What the exercise asks:
Reproduce, word for word, the portion of the passage on workplace autonomy from "In my experience, autonomy" to "worth it, net +.".

Let’s talk about the A from RAMPS today: Autonomy.
Autonomy is "simple not easy," just like the rest of the motivating forces. Autonomy is the sense of an individual that she is free to work the best way she knows how to achieve the tasks in front of her. We call self-driving cars "autonomous". We do that to contrast them with cars that are controlled by humans: machines. If I say an individual doesn’t feel he has autonomy, I’m saying he feels like he’s just a machine at work, controlled entirely by others.
In my experience, autonomy is always set lowest on the slider in the IT departments of large organizations (VBCAs). The classic definition of non-autonomy is that of totalitarianism: Everything not expressly required is expressly forbidden. Notice that this is a game of boundaries. Organizations always have boundaries, rules drawing lines, beyond which we don’t go. As we’ll see when we get to interaction effects later, boundaries are best situated carefully with respect to purpose. Almost every restriction on my working freedom removes motivation from me. BUT, if it balances with other sliders, it’s worth it, net +.
The most disastrous boundaries I see are usually the ones justified by "efficiency" (the scare quotes are intentional.) And the second class of disastrous boundaries are those justified by what we call asteroid worries. "What if an asteroid strikes the company’s campus?" is an asteroid worry. It simply doesn’t bear any weight of concern at all. Because if an asteroid strikes, the comment blocks you require before every method JUST WON’T HELP.
How can managers affect autonomy? In ways big and small, actually.
We increase autonomy by reducing the set of boundaries to the smallest set we can live with. By rigorously connecting them to purpose. In already-demotivated teams, by strongly encouraging step-wise experimentation around pushing and probing and meeting those remaining rules. The biggest known bang for the autonomy buck, the one that gets the most press, is quite largescale, and it has to do with time. Companies reduce or eliminate fixed hours and fixed locations for their workers. Many companies have run many such experiments, from killing time clocks, to offering X days a week of "work from home", and even completely eliminating every requirement that a worker be present.
Here’s a fascinating thing: Almost none of these companies have abandoned their experiments, and many have made them firmest policy. I’m gonna ask a bitter question: Do you think these orgs do this because they love their employees more than their stockholders? No. I’m sorry. They don’t. They do this because their employees get more work done without the rule than with it.
The range of moves towards autonomy are hardly limited to hours and location, tho. There are myriad opportunities large and small. Almost anything that makes me more of a human and less of a machine increases my sense of autonomy. Let’s look at some small ones.
Almost all "standard process" efforts reduce autonomy. Try making every such standard fit on one page. Got a coding standard? Make it fit on one page. Got a database normalization standard? Make it fit on one page. And so on and so forth. I should be able to hand my new geek ALL of what she’s required to do as a geek on three or four pages. How laborious are your rules for checking in code? I’ve a client whose teams take half-an-hour FOR EVERY PUSH. Lose that fast.

Supplied material:
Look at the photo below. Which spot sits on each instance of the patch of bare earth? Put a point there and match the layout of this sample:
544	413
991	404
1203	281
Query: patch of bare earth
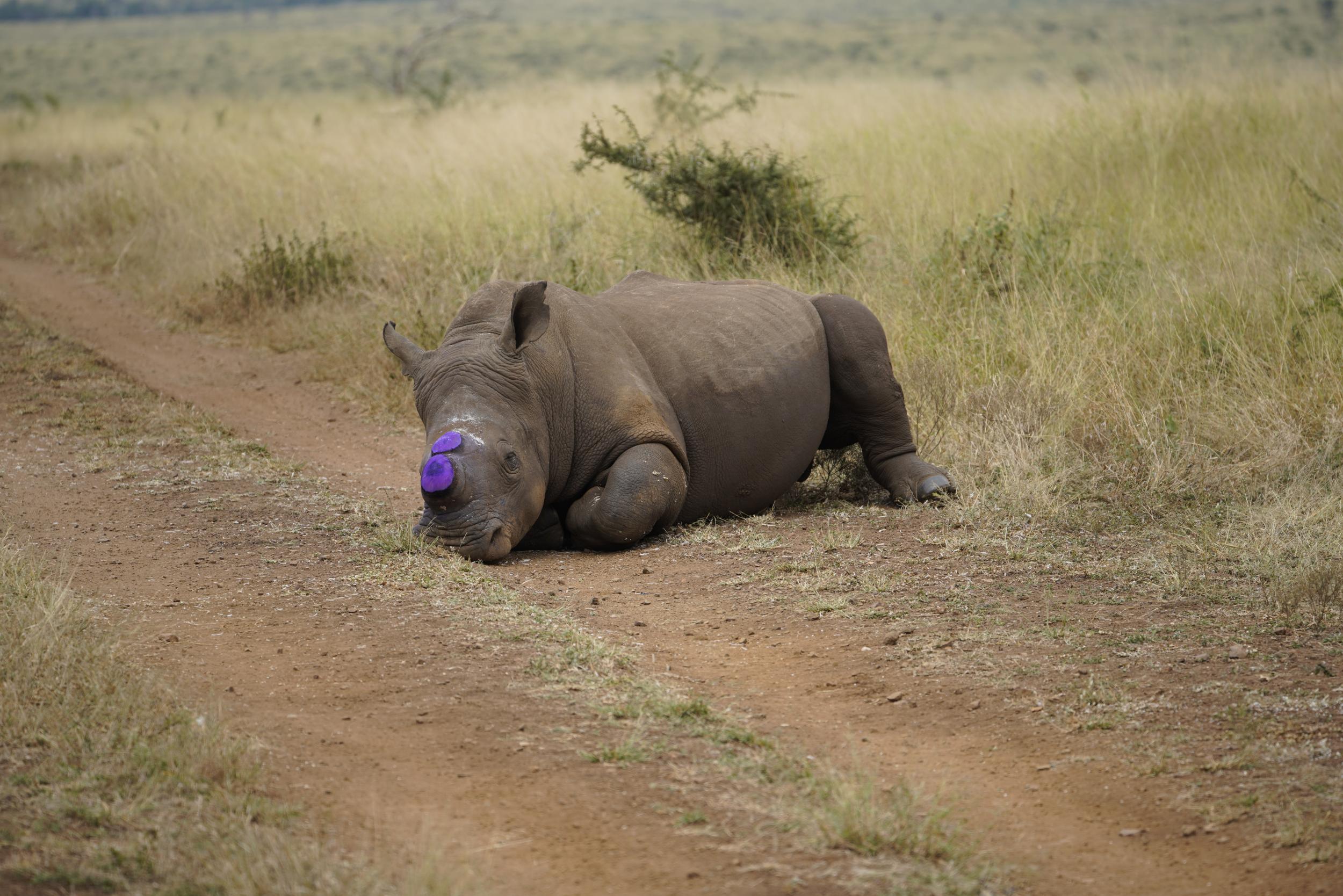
1096	735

Output for this exercise:
In my experience, autonomy is always set lowest on the slider in the IT departments of large organizations (VBCAs). The classic definition of non-autonomy is that of totalitarianism: Everything not expressly required is expressly forbidden. Notice that this is a game of boundaries. Organizations always have boundaries, rules drawing lines, beyond which we don’t go. As we’ll see when we get to interaction effects later, boundaries are best situated carefully with respect to purpose. Almost every restriction on my working freedom removes motivation from me. BUT, if it balances with other sliders, it’s worth it, net +.